### JOB
In the data that follows, find the line containing "the rocky shoreline"; then quote that line and every line after it, exactly, through the last one.

==== RECORD EXTRACTS

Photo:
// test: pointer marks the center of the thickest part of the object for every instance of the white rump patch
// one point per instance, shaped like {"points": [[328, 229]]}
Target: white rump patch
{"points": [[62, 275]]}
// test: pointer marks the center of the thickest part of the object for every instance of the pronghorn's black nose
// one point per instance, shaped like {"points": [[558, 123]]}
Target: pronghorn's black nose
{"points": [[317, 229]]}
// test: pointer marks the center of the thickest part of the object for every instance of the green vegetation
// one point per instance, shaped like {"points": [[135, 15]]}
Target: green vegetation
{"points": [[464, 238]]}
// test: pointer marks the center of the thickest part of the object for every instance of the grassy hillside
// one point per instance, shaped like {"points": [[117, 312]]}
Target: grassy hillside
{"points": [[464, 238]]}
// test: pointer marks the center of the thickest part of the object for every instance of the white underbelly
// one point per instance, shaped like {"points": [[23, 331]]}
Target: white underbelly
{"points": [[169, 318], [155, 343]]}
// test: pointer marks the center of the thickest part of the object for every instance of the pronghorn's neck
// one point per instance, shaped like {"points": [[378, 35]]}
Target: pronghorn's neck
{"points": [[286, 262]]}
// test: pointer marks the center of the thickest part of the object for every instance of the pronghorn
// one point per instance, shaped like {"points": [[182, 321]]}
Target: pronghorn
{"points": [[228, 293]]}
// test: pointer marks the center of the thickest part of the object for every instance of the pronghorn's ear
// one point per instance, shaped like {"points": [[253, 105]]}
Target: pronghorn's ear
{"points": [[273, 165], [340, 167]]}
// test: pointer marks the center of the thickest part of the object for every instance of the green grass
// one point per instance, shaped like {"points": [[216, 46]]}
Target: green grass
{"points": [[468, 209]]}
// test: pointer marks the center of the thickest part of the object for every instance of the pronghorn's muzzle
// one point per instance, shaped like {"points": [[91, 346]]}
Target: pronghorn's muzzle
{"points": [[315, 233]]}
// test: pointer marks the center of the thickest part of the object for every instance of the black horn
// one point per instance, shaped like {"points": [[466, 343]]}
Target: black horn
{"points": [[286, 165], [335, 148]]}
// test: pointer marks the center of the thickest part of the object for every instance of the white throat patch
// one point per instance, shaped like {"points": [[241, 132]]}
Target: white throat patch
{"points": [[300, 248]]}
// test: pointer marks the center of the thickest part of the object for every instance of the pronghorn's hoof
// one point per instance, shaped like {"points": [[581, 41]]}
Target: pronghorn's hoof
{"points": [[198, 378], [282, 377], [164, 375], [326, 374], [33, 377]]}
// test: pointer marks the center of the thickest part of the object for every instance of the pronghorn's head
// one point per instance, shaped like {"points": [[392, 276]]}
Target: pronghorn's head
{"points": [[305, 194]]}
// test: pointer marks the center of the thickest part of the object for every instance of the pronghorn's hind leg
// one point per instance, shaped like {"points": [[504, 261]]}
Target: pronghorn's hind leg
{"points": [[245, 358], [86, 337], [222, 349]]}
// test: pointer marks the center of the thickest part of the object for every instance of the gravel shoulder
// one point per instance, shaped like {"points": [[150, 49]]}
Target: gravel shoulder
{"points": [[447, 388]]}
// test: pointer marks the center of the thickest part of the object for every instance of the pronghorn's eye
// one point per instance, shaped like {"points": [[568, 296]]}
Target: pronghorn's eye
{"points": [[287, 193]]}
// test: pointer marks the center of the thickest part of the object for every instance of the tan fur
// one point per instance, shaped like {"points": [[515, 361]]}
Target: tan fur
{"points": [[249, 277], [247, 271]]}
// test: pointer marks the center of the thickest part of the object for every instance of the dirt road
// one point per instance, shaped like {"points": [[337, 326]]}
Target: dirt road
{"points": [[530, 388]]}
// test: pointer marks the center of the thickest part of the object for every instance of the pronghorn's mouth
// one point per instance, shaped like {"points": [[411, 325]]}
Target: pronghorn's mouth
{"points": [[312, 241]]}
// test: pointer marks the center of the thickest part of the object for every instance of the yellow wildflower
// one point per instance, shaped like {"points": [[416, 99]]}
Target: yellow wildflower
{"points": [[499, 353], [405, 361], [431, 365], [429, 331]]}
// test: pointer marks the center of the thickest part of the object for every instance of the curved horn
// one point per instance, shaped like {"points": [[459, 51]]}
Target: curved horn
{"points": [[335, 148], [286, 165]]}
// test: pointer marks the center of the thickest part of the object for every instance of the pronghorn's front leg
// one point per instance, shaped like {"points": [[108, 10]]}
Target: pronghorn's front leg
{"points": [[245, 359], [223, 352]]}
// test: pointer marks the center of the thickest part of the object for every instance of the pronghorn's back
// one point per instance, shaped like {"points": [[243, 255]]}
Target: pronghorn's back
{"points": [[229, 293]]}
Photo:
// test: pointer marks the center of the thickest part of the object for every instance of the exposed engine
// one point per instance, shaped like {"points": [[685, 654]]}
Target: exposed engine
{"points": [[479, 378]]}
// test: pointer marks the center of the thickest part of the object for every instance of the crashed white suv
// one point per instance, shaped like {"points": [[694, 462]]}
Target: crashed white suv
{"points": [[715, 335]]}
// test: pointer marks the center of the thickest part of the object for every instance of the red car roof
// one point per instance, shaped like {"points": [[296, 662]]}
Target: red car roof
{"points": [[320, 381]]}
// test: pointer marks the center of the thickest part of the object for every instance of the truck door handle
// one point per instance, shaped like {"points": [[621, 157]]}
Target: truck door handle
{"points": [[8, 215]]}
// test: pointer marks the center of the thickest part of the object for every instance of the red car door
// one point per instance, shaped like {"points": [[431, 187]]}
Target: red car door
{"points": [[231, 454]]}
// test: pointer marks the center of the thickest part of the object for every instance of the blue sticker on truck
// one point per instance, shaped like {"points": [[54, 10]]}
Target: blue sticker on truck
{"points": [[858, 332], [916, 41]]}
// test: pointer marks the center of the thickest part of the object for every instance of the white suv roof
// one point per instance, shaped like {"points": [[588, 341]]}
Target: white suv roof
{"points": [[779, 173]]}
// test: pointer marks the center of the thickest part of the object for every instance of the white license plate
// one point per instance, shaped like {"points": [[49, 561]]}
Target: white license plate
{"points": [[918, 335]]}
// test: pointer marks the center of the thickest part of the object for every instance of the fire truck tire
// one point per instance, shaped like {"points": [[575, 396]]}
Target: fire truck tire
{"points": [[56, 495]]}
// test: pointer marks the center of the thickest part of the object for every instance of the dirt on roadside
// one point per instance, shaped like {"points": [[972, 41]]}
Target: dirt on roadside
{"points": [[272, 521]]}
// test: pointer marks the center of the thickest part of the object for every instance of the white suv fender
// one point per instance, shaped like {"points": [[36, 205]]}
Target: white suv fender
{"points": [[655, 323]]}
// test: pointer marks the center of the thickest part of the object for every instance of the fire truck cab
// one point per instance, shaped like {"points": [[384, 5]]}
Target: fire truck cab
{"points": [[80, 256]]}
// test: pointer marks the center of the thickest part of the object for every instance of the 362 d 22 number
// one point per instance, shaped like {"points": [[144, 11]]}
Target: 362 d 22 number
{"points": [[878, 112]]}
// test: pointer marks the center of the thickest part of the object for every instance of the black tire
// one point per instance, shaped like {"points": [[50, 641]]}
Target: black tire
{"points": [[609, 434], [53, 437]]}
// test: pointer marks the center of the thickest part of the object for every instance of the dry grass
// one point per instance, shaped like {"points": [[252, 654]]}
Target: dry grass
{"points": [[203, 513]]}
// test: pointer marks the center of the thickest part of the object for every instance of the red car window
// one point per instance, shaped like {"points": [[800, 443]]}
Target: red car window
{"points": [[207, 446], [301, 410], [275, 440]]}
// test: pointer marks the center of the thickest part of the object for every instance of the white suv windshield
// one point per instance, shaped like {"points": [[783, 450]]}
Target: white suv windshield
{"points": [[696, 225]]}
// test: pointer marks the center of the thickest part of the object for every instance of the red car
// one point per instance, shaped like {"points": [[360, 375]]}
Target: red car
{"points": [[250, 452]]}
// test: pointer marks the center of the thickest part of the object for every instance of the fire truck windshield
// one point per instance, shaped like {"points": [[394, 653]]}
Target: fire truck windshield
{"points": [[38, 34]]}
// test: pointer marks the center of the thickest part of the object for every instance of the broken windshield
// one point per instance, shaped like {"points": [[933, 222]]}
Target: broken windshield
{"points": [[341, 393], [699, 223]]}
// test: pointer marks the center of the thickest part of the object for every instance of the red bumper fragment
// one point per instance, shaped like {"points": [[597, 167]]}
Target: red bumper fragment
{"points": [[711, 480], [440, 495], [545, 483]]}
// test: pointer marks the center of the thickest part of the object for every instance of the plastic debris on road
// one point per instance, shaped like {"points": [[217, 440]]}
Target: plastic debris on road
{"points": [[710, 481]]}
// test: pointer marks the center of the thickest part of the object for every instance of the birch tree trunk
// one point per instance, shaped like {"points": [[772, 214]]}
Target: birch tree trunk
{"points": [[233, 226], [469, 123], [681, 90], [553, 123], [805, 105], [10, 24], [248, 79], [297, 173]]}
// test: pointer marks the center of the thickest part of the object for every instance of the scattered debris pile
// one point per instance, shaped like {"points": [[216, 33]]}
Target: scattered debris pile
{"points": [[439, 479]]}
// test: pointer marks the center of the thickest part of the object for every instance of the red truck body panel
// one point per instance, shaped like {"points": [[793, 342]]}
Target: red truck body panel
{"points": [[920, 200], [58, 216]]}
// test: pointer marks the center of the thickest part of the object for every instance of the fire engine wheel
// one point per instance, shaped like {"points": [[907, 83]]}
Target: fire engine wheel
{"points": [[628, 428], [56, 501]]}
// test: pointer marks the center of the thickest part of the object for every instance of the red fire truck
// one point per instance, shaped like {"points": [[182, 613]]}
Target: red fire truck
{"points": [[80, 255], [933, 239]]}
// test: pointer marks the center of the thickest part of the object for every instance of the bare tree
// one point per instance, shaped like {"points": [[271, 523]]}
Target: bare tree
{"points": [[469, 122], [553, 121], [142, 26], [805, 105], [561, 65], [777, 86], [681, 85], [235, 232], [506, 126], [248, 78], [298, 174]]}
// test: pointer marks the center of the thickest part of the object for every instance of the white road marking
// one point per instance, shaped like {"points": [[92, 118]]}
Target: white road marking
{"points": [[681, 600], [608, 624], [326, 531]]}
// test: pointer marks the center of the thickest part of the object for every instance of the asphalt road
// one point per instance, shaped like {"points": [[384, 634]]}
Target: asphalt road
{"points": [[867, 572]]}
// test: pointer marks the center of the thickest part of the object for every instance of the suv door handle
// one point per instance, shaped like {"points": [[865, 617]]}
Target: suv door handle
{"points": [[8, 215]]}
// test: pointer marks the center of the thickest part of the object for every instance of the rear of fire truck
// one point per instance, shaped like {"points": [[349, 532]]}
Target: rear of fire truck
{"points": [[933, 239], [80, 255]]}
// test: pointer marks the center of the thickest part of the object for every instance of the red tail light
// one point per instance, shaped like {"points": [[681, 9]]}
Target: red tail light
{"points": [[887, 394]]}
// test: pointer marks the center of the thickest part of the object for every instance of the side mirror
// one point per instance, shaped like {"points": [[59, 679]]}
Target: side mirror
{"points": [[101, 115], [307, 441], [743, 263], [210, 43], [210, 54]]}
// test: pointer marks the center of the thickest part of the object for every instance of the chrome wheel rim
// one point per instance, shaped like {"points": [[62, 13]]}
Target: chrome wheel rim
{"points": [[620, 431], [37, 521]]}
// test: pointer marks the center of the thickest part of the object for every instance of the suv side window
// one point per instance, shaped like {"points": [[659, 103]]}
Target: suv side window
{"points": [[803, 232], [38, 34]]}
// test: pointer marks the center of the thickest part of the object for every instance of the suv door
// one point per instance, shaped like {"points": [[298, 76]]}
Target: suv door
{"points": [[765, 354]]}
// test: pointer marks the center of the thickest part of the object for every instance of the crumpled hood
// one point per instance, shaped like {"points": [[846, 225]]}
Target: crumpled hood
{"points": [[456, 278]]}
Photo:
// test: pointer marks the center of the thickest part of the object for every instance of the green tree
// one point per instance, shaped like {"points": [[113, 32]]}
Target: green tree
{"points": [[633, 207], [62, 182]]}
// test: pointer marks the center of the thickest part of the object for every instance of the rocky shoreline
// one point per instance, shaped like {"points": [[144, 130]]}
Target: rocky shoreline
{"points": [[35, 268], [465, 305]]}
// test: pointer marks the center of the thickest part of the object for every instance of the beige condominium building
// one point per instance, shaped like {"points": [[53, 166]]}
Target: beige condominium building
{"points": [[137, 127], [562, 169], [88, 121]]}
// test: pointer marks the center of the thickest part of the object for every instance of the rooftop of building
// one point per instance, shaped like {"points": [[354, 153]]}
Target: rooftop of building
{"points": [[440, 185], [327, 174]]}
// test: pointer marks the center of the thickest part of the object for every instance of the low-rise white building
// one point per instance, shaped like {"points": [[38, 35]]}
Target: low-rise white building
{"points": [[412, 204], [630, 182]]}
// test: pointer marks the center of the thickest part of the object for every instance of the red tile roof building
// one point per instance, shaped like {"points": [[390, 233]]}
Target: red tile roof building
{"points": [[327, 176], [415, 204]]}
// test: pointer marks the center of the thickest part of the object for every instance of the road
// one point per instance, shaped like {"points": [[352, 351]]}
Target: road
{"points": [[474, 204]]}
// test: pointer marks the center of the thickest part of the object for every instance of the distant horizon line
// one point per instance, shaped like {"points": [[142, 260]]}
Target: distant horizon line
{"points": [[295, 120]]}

========

### SOLVED EXERCISE
// test: pointer marks the center of the thickest part of the object for every instance of the rocky shoreline
// one point per instance, shaped like {"points": [[144, 130]]}
Target: rocky shoreline
{"points": [[35, 268], [465, 305]]}
// test: pointer marks the center of the thickest part of the object for every instance of the beige condominium building
// one point per instance, shaped like {"points": [[53, 166]]}
Target: beige condominium building
{"points": [[137, 127], [562, 169], [88, 121]]}
// test: pointer marks the center of the thickest part of the object for every instance of the rooftop of building
// one point per instance, shaped like {"points": [[354, 153]]}
Target: rooftop of building
{"points": [[440, 185], [327, 174]]}
// test: pointer marks the center of the thickest part of the object for every instance of the low-rise white building
// one point per instance, shaped like {"points": [[38, 35]]}
Target: low-rise white building
{"points": [[412, 204], [630, 182]]}
// test: pointer marks the center of the thickest part of the object for every instance of the red tile roof building
// one point per instance, shaped like {"points": [[390, 233]]}
Target: red tile roof building
{"points": [[327, 176], [415, 204]]}
// test: pointer marks the center of the thickest part of the object for every instance of the road
// one point per instance, shaped like {"points": [[352, 351]]}
Target: road
{"points": [[474, 204]]}
// test: pointer marks the center of the thickest part of the object for every instance of the distant horizon line
// one point per instance, shaped like {"points": [[142, 260]]}
Target: distant horizon line
{"points": [[295, 120]]}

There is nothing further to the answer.